Let κ(s,t) denote the maximum number of internally disjoint st-paths in an undirected graph G. We consider designing a data structure that includes a list of cuts, and answers the following query: given s,t ∈ V, determine whether κ(s,t) ≤ k, and if so, return a pointer to an st-cut of size ≤ k (or to a minimum st-cut) in the list. A trivial data structure that includes a list of n(n-1)/2 cuts and requires Θ(kn²) space can answer each query in O(1) time. We obtain the following results.  
- In the case when G is k-connected, we show that 2n cuts suffice, and that these cuts can be partitioned into 2k+1 laminar families. Thus using space O(kn) we can answers each min-cut query in O(1) time, slightly improving and substantially simplifying the proof of a recent result of Pettie and Yin [S. Pettie and L. Yin, 2021]. We then extend this data structure to subset k-connectivity.

To be done =
State whether each statement agrees with the passage on st-cut data structures, answering yes or no and quoting the words of the passage that decide it. 1. The trivial data structure answers each query in O(1) time. 2. When G is k-connected, the cuts can be partitioned into k+1 laminar families. 3. The data structure is extended to subset k-connectivity. The stored entries that come next are separate material, distinct from the passage on st-cut data structures.

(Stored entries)

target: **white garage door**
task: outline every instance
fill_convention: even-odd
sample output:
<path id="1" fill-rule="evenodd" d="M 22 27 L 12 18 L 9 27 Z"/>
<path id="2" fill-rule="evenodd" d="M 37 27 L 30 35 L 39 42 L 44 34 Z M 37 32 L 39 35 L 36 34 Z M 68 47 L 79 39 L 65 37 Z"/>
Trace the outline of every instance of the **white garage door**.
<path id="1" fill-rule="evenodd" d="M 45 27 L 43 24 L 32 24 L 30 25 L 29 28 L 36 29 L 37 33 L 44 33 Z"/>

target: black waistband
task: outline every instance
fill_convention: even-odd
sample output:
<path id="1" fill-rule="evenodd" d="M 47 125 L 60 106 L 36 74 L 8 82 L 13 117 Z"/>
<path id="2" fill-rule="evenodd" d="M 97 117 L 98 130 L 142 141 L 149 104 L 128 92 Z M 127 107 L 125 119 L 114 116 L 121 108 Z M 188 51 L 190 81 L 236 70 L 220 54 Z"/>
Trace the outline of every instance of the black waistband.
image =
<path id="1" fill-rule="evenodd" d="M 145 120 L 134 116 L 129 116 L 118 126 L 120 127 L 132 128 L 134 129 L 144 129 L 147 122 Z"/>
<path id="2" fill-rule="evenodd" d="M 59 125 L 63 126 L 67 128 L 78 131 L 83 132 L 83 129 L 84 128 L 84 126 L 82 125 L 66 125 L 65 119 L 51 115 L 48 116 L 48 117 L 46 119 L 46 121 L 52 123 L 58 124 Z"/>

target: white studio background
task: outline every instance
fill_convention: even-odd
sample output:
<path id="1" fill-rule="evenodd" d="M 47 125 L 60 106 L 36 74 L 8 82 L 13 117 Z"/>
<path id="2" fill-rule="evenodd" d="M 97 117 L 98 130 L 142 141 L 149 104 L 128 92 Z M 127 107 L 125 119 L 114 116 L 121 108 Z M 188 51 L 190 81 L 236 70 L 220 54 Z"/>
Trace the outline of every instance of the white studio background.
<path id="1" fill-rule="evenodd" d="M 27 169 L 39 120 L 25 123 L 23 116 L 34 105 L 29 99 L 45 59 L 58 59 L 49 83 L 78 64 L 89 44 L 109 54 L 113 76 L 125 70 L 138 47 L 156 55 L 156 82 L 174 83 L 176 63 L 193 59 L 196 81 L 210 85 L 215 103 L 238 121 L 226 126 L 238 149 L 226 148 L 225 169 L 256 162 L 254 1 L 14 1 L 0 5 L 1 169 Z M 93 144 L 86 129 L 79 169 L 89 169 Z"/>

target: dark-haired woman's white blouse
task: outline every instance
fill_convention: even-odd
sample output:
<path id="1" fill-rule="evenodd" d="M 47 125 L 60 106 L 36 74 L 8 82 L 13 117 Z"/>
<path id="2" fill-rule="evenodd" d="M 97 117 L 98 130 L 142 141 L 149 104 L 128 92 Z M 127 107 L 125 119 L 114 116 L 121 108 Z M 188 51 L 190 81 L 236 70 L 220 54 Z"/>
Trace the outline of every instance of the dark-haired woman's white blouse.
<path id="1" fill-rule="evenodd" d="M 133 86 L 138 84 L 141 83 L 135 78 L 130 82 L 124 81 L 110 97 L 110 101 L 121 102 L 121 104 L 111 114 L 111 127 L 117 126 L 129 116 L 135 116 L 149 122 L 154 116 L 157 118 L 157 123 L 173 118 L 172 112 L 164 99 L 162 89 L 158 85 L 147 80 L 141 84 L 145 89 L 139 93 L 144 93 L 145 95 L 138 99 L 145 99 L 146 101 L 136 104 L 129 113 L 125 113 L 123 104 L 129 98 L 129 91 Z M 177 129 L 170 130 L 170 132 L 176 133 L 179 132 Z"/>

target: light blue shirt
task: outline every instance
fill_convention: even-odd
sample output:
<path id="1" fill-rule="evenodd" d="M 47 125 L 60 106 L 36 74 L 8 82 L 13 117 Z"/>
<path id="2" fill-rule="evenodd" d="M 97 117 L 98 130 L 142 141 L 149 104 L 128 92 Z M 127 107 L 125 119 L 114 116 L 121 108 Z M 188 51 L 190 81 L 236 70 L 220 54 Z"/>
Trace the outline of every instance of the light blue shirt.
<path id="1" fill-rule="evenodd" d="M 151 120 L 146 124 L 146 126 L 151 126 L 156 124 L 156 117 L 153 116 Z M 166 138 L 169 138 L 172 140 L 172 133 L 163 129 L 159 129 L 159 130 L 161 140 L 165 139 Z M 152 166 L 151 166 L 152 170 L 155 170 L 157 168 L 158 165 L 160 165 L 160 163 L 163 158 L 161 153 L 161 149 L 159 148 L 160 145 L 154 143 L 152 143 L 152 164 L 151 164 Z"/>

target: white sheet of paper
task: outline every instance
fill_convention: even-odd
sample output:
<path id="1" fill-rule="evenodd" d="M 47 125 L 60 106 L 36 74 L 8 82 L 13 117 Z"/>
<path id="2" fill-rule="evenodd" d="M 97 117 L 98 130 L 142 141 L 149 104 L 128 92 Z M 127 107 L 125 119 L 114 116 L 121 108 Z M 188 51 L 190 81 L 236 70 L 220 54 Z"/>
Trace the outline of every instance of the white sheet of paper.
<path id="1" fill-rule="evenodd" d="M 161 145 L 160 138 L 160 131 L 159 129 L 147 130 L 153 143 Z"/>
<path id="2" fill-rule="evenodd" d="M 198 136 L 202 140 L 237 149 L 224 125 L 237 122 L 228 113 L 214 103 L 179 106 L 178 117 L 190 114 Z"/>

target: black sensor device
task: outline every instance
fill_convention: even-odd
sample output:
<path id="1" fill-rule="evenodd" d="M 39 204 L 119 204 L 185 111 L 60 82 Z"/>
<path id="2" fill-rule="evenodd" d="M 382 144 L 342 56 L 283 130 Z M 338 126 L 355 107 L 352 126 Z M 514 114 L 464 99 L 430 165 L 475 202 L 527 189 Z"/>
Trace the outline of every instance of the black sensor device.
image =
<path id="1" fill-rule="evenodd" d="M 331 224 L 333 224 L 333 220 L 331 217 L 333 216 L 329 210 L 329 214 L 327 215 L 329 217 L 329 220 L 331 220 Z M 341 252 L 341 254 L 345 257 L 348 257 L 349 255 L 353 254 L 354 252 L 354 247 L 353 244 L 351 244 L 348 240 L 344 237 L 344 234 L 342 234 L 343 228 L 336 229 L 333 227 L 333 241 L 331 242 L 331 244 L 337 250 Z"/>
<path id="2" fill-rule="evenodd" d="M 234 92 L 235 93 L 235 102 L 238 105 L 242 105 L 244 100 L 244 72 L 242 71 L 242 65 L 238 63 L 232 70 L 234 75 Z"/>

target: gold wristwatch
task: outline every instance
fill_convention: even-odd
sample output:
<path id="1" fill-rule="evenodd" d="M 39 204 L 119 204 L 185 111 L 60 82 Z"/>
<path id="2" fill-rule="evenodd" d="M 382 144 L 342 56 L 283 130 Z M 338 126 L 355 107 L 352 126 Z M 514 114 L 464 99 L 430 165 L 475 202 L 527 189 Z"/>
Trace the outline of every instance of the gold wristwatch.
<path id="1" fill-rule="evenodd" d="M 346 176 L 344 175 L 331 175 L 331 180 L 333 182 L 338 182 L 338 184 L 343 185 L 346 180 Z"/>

Solution below =
1. Yes: "can answer each query in O(1) time"
2. No: "these cuts can be partitioned into 2k+1 laminar families"
3. Yes: "We then extend this data structure to subset k-connectivity."